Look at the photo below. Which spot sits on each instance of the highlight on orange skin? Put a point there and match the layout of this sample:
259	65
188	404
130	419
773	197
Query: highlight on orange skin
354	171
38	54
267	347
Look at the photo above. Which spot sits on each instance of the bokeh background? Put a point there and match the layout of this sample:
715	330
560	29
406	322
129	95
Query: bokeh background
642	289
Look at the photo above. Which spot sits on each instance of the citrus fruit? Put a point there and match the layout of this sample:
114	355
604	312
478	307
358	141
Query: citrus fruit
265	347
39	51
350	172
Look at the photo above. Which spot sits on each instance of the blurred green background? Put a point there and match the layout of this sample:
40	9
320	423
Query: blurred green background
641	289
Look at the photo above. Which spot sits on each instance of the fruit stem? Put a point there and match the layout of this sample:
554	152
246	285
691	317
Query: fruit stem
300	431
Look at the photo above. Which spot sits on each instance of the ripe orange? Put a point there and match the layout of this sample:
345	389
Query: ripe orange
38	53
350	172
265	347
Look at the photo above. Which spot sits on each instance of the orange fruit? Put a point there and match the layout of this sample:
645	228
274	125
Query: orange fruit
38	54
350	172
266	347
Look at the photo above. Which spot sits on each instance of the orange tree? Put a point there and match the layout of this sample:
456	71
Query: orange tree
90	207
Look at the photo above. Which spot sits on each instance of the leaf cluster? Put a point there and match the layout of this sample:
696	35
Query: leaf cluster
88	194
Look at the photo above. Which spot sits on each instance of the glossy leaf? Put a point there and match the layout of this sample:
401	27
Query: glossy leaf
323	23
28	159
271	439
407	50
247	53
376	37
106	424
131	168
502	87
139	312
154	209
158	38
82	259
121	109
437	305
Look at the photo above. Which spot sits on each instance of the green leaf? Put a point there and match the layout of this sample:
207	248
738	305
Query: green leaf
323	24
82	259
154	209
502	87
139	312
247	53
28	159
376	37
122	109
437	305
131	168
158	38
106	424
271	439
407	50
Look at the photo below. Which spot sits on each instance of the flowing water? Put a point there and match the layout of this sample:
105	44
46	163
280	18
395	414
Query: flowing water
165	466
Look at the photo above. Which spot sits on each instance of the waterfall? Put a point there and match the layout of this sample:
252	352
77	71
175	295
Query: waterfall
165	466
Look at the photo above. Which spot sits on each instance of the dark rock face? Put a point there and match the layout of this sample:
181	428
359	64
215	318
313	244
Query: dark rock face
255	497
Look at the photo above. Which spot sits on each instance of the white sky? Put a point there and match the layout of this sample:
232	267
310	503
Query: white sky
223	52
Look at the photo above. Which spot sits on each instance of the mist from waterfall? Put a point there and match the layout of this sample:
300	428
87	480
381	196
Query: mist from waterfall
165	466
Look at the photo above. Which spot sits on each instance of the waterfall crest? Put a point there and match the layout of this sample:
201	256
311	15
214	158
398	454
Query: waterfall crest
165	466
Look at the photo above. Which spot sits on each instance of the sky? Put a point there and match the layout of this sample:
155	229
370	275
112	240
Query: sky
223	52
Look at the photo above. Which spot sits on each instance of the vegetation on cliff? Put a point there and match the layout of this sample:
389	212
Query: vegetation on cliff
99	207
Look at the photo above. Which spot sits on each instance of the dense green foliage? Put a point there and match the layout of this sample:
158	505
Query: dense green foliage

::::::

**DIRECTIONS FOR THIS TASK**: Can you repeat all of the data above, character for character, with nothing changed, added, or left out?

**RESULT FOR THIS TASK**:
Look at the photo below. Which spot sits on each instance of the highlight on orange skin? Put a point there and match the layout of this sample:
259	65
188	404
130	419
773	197
Query: highlight on orange skin
354	171
38	54
267	347
Look at the photo above. Which spot sits on each instance of the bokeh background? Put a point there and match the layout of this sample:
715	330
560	29
406	322
129	95
Query: bokeh background
642	289
Look at the photo above. Which spot sits on each instance of the citrus fruit? Put a point there and match the layout of this sample:
114	355
604	312
478	307
358	141
Query: citrus fruit
265	347
39	51
350	172
Look at the photo above. Which spot sits on each instance of the blurred green background? Put a point there and match the layout of this sample:
40	9
320	423
Query: blurred green background
641	289
Look at the photo above. Which spot sits on each instance of the fruit stem? Put a point there and match the layout of this sample:
554	152
246	285
691	317
Query: fruit stem
300	431
Look at the photo above. Which spot sits on each instance of the ripe orange? Put a point there and match the layout of this sample:
345	389
Query: ripe orange
38	53
350	172
265	347
Look at the photo above. Which spot sits on each instance of the orange fruit? Put a point there and match the layout of this sample:
645	228
274	125
Query: orange fruit
38	54
350	172
266	347
Look at the photo above. Which spot sits on each instance of the orange tree? Put a point there and match the layout of this sample:
456	71
Query: orange tree
90	207
Look at the photo above. Which spot sits on each instance of the leaf cluster? Put a point there and match the layout of this sample:
696	35
Query: leaf cluster
88	194
Look at the photo above. Which spot sits on each instance of the glossy leaf? Put a point there and match the layout of this sample:
401	27
Query: glossy leaf
323	23
28	159
271	439
407	50
247	53
376	37
106	424
131	168
502	87
139	312
154	209
158	38
82	259
121	109
437	305
Look at the photo above. Which spot sits on each instance of the green leaf? Put a point there and match the layout of this sample:
207	248
738	305
Query: green leaf
323	24
82	259
154	209
502	87
139	312
247	53
28	159
376	37
122	109
437	305
131	168
158	38
106	424
271	439
407	50
Look at the photo below. Which spot sits on each instance of the flowing water? Put a point there and match the layout of this sample:
105	44
46	163
280	18
395	414
Query: flowing water
165	466
Look at the photo above. Which spot sits on each instance of the waterfall? Put a point there and match the layout of this sample:
252	352
77	71
175	295
Query: waterfall
165	466
Look at the photo above. Which spot sits on each instance of the dark rock face? Put a point there and match the layout of this sample:
181	428
359	64
215	318
313	244
Query: dark rock face
255	497
Look at the photo above. Which spot sits on each instance of the white sky? Put a point there and match the layout of this sample:
232	267
310	503
Query: white sky
223	52
Look at the photo above. Which spot sits on each instance of the mist from waterfall? Put a point there and match the layout of this sample:
300	428
87	480
381	196
Query: mist from waterfall
165	466
Look at the photo above. Which spot sits on each instance of the waterfall crest? Put a point there and match the layout of this sample:
201	256
311	15
214	158
398	454
Query: waterfall crest
165	466
Look at the photo above. Which spot sits on each instance of the sky? Put a point there and match the layout of this sample:
155	229
370	275
112	240
Query: sky
223	52
Look at the photo above. Which spot sits on each instance of the vegetation on cliff? Put a point there and match the layout of this sample:
389	212
Query: vegetation on cliff
99	207
Look at the photo above. Which spot sits on each instance of the dense green foliage? Put a point there and match the layout of this sample:
158	505
Query: dense green foliage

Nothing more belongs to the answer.